## [ACTIVITY]
The records below need to be set down again exactly; their images stay out.
[[ DATA SUPPLIED open ]]
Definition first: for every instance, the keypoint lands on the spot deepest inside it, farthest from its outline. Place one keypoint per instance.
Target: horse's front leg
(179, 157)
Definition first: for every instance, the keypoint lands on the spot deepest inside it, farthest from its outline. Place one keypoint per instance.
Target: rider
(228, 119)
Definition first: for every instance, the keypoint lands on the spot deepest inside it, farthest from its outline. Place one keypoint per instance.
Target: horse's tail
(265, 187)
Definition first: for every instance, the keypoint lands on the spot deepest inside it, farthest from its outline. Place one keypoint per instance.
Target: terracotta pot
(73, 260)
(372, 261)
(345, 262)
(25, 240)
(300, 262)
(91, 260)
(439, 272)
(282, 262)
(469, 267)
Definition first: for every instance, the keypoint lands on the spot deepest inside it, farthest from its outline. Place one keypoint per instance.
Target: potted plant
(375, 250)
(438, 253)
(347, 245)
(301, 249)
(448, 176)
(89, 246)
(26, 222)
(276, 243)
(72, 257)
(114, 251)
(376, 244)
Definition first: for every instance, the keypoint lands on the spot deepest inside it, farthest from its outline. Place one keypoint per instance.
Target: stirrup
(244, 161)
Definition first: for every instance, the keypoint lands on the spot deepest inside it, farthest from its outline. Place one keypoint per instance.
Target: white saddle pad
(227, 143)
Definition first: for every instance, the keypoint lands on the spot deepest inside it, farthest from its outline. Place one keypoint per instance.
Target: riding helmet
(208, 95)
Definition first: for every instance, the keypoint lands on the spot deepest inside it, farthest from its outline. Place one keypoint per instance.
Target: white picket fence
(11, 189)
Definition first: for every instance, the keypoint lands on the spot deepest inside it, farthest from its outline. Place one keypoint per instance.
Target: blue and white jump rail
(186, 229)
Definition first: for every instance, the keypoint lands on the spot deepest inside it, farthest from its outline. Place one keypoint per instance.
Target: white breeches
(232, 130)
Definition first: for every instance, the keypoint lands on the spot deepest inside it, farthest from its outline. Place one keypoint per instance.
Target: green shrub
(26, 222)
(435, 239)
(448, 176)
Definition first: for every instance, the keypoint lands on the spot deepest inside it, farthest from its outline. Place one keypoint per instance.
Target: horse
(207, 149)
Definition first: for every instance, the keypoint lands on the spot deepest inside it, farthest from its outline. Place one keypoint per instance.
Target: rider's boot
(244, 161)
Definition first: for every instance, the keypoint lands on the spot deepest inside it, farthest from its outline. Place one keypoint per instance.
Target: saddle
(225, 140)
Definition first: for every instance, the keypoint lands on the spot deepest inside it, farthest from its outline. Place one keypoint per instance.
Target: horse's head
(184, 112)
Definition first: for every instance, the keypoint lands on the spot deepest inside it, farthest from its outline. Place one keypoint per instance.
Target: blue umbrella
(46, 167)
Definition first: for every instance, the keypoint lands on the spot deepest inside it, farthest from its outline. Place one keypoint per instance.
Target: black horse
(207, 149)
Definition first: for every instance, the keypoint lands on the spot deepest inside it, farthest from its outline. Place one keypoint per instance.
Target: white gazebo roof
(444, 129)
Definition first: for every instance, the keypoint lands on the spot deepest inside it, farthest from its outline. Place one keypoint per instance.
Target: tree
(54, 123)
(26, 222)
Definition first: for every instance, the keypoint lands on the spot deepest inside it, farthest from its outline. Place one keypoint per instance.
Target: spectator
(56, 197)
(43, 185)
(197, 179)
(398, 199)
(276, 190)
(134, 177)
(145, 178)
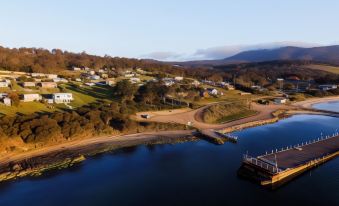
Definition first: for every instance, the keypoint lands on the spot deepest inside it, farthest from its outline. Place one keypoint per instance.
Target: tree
(125, 90)
(14, 98)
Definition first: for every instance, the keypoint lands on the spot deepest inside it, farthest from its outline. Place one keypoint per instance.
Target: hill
(328, 54)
[[ DATA SUPPLIED closed ]]
## [YOUR SOLUTION]
Definition first: for every instance, the keypoint lands on the spot deepest inside it, farthest from its outline. Place one keypoint per instance.
Target: horse's front leg
(179, 157)
Definition first: for every instance, the keypoint lands on the spot deepest inside it, farthest from its outline. Place one keypoint per instance.
Target: rider
(228, 119)
Definition first: for every instance, the keypoint lands on the spot deepest inside it, farthest from its outline. Place one keypoint per instance.
Target: horse's tail
(265, 187)
Definition first: for every instance, the keypoint lands on the spot deepest inside it, farthest from its outline. Place one keypoint per instance.
Target: terracotta pot
(73, 260)
(372, 261)
(345, 262)
(25, 240)
(300, 262)
(91, 260)
(439, 272)
(282, 262)
(469, 267)
Definition first: for every instance, the keypoint lands on the spot deepest inside it, farthest from its outline. Place one keypoint per instance.
Target: potted plant
(375, 250)
(438, 253)
(347, 245)
(301, 249)
(448, 176)
(89, 246)
(26, 222)
(276, 243)
(72, 257)
(114, 251)
(376, 244)
Definition first: for every instance, the keypoint lands on the spot deepest inside it, farthest from its outline. Place one keypoint per instance.
Target: stirrup
(244, 161)
Definition first: for every instance, the keypoint lands on the spot deepest inside it, farthest from its outline. Place one keypoint per instance.
Target: white saddle pad
(227, 143)
Definition first: for every instance, the keypoint lands on the spot deepest inside it, farthest from its outline. Place one keypoint per instance.
Target: riding helmet
(208, 95)
Definition first: for every instance, the keypoint lands on the spot deepest inside it, farthest from its outline. Place one keypoint per instance.
Target: white picket fence
(11, 189)
Definition first: for every instance, the keypoint lands on the spot deepest inside it, farthest from its outline. Place one keypoint per instance.
Target: blue and white jump rail
(186, 229)
Definition first: for every instance, the keypoint lands on the spot deepest inside it, farthest from its outline. Place one keypoint per instance.
Target: white breeches
(232, 130)
Definition first: for every instance, the keypoint lands on the spot deepest inside it, farthest from its outline. Place one keypoint per instance.
Target: green shrub
(26, 222)
(435, 239)
(448, 176)
Definition first: for every instance, the keypoint lands on the spot deepest inside it, farthest from its outline. Place one keypoint per instance.
Target: horse
(207, 149)
Definition first: for every instance, the keypoint lands on the spot deepest inside it, farthest from its outline. Place one keypoint per instance.
Target: rider's boot
(244, 161)
Definition first: for every instance, the keypoint lands on the spot deepest inside it, farthest from its outline. Place one keypoint per instance.
Target: saddle
(225, 140)
Definition first: for every instance, the keypoint lands on the spot deepest inside it, farthest from its outline. Place one keypoint per instance.
Target: horse's head
(184, 112)
Definition first: for every instance, the keypoint lands on the spot deepest inside it, farthest from its outline. Place one keypoint per instance.
Target: blue umbrella
(46, 167)
Definition first: for every instance, the keypoint lands on the spot deepest inside it, farthest from its outline. Place one keypoint per instance.
Target: black horse
(207, 149)
Definition first: for every instance, the keypoint lands on the spot deepest inside it, farthest from its outline. Place one keypoint per instance.
Target: white gazebo roof
(444, 129)
Definition first: for every instance, the keypoint lands on the spot deepest inside it, farthest from its outline. Place one keypoint per instance.
Target: tree
(54, 123)
(26, 222)
Definition first: for every instance, the keypoint lands on the spot deepest inside it, farthest from its outline. Place one keypoint per instance.
Target: spectator
(56, 197)
(43, 185)
(197, 179)
(398, 199)
(276, 190)
(134, 177)
(145, 178)
Definition first: for every instance, the keypoint lands on the spot deepest inside it, farthest from its outline. Place one keypoint per instance.
Target: tree
(125, 90)
(14, 98)
Definition first: for every instance, the keypoint lands on the spot deepest inside it, farthest from its outline. Place one keypoint per instance.
Target: hill
(328, 54)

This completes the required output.